Reproduce verbatim the stretch of rows from the line containing "[point] man's hand" through the end of the rows, with both ends included.

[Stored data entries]
--

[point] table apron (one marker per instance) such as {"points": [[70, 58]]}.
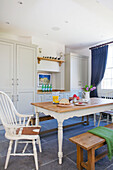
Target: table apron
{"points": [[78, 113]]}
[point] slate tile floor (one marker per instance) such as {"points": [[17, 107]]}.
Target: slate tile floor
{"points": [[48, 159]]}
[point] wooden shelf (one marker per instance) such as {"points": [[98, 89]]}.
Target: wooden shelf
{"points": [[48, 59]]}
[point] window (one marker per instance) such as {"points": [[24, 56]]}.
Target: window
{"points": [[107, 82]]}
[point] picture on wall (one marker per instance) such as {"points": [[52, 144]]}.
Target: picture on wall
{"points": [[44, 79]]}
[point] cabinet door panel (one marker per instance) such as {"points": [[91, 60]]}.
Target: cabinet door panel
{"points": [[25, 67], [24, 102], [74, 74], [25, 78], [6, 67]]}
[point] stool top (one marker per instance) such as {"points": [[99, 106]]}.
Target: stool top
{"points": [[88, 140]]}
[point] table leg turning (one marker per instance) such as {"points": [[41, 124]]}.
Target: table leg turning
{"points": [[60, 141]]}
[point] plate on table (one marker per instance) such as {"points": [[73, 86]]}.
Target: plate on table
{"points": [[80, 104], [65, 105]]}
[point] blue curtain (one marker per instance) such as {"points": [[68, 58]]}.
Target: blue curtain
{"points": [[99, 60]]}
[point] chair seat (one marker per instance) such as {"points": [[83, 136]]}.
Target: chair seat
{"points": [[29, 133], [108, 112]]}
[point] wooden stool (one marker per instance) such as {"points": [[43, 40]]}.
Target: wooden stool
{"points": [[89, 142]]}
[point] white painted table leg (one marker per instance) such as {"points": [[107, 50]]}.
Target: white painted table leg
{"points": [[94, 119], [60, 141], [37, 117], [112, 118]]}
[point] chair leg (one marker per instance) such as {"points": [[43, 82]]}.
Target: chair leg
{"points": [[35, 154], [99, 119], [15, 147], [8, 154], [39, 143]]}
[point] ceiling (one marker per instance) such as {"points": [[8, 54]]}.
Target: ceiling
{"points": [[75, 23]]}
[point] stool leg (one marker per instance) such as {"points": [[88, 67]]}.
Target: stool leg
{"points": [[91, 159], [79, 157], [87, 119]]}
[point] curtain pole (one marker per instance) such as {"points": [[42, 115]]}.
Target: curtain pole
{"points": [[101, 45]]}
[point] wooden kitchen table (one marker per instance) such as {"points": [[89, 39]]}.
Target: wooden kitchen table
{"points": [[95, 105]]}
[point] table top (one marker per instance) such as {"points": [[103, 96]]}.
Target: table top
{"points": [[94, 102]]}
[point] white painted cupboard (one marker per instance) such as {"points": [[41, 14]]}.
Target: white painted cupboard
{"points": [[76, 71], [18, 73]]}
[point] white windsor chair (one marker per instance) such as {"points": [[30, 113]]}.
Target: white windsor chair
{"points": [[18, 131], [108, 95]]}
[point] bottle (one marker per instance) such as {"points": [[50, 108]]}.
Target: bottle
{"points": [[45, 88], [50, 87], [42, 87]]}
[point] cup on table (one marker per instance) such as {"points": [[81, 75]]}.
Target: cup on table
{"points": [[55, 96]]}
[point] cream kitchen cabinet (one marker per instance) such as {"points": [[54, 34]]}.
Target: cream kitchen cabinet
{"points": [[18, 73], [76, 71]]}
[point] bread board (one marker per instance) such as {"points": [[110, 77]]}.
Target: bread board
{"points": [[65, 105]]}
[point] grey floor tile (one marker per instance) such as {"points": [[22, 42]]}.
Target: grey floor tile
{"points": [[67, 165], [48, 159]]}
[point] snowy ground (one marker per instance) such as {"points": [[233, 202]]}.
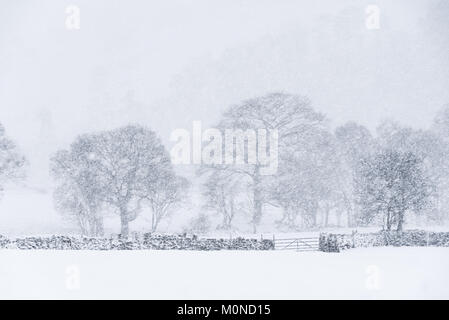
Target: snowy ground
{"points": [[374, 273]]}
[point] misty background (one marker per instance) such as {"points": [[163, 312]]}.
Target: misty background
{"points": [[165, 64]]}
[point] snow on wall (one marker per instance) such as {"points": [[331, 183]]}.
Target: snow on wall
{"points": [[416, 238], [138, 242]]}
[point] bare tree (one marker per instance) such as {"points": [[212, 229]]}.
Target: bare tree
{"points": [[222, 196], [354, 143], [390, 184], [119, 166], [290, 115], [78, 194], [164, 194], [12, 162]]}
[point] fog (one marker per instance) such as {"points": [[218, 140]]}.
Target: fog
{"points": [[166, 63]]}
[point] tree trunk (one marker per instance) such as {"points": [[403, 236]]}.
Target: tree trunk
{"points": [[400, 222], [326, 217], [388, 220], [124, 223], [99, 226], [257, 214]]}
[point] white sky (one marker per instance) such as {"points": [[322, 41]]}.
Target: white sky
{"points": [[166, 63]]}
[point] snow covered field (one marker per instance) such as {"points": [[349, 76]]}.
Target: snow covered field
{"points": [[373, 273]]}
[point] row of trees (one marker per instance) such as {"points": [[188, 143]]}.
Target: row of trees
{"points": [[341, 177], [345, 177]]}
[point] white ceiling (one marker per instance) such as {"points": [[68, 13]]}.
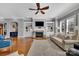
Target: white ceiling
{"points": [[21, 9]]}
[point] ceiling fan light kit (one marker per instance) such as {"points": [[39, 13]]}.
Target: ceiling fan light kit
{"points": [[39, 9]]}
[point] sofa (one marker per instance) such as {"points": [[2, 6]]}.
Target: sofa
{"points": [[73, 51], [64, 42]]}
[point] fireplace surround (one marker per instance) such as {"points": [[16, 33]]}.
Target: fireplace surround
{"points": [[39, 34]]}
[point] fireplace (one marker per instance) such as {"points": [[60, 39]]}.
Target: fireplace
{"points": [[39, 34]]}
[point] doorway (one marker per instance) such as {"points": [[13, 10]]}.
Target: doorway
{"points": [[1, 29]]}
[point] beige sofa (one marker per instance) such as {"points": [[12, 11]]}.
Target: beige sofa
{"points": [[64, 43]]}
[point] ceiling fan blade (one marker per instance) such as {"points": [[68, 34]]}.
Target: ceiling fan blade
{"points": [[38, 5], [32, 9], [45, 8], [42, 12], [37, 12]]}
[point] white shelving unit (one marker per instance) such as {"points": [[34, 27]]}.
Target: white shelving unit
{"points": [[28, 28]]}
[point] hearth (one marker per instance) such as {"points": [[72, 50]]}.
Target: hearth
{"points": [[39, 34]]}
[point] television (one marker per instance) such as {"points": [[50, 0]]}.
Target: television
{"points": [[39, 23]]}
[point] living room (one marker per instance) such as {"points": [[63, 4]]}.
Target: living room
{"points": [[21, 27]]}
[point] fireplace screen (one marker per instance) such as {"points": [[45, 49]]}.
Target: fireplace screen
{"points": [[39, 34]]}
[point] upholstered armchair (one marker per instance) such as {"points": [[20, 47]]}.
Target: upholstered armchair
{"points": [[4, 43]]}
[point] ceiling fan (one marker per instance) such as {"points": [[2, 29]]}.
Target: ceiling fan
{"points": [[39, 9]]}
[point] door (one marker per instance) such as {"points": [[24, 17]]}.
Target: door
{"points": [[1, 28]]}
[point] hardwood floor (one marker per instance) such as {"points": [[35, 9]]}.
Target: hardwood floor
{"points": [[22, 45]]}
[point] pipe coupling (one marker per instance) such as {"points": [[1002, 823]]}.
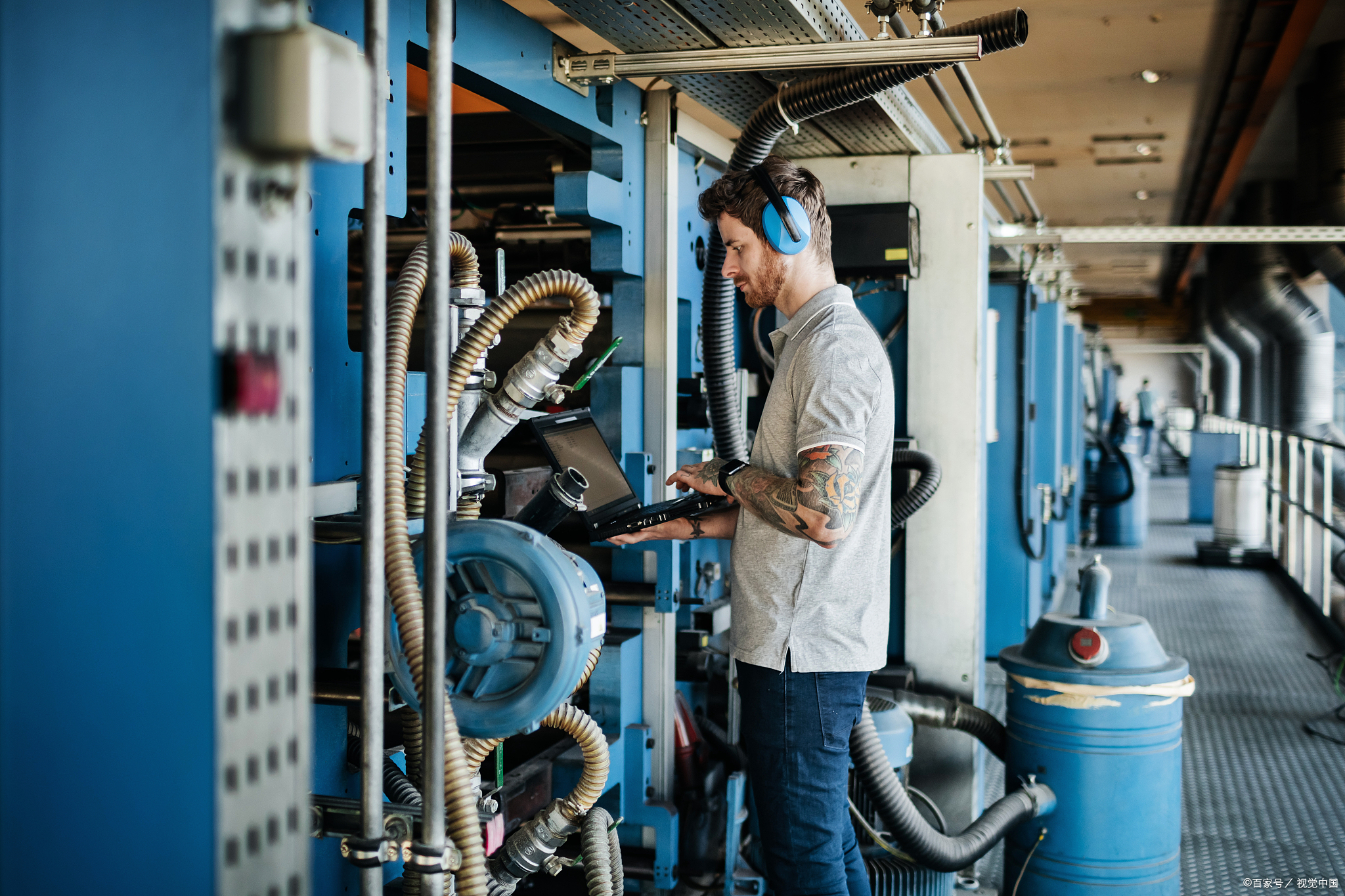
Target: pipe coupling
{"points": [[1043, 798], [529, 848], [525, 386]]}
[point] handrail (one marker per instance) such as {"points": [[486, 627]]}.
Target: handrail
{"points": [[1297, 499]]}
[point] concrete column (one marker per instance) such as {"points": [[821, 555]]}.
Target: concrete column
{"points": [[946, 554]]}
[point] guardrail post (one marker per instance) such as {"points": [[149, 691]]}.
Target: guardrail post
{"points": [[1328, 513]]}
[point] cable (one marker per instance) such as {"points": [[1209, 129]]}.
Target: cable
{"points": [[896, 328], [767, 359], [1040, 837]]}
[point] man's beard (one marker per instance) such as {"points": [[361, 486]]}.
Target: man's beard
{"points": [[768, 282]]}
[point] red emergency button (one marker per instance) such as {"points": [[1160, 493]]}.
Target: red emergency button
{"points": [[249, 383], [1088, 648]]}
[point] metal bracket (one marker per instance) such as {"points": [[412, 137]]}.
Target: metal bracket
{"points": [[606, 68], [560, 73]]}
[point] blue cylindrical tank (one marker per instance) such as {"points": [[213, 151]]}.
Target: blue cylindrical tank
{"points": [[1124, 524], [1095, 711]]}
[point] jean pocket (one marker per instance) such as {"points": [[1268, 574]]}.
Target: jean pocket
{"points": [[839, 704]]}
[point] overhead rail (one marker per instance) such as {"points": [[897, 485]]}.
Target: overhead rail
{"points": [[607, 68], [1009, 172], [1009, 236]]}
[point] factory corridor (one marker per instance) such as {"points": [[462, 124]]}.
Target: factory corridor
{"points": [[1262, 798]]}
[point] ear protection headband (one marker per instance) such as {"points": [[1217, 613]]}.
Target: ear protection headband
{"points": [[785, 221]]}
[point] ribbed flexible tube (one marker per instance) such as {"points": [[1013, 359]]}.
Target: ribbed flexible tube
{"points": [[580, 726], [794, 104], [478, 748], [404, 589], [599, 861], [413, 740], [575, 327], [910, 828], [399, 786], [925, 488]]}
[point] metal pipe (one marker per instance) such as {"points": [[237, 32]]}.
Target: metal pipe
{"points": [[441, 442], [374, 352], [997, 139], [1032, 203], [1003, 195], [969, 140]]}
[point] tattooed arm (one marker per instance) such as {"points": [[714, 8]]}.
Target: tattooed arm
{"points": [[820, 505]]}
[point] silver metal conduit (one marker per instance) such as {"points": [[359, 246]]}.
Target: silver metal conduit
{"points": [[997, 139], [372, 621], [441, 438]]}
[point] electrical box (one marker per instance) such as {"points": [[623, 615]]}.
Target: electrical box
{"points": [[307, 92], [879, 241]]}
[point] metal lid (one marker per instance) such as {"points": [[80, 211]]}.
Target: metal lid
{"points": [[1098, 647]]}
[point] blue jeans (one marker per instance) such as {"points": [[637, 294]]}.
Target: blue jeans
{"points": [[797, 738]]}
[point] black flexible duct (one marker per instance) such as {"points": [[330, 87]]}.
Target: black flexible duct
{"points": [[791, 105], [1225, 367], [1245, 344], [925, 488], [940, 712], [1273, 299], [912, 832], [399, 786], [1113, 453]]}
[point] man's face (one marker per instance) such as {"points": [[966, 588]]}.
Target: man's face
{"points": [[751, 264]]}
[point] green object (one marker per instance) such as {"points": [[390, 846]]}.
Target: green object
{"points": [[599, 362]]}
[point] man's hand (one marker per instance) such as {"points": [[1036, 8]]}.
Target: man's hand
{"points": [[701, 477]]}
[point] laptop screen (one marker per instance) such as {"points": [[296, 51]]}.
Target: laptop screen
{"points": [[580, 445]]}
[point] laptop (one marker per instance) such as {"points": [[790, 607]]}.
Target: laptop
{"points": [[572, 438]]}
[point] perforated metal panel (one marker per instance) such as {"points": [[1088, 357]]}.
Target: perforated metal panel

--

__EXERCISE RESPONSE__.
[point] man's hand (one marker per instance) such as {"points": [[1036, 8]]}.
Target: man's hand
{"points": [[701, 477]]}
[point] laptop screen (one marker per instance) such as {"points": [[296, 51]]}.
Target: laptop screen
{"points": [[580, 445]]}
[point] laptop (one marker per instance) such as {"points": [[790, 607]]}.
Target: laptop
{"points": [[572, 438]]}
[point] perforated metal panel (one marker per instance) such as {"points": [[1088, 357]]}.
Target: perforated metal panel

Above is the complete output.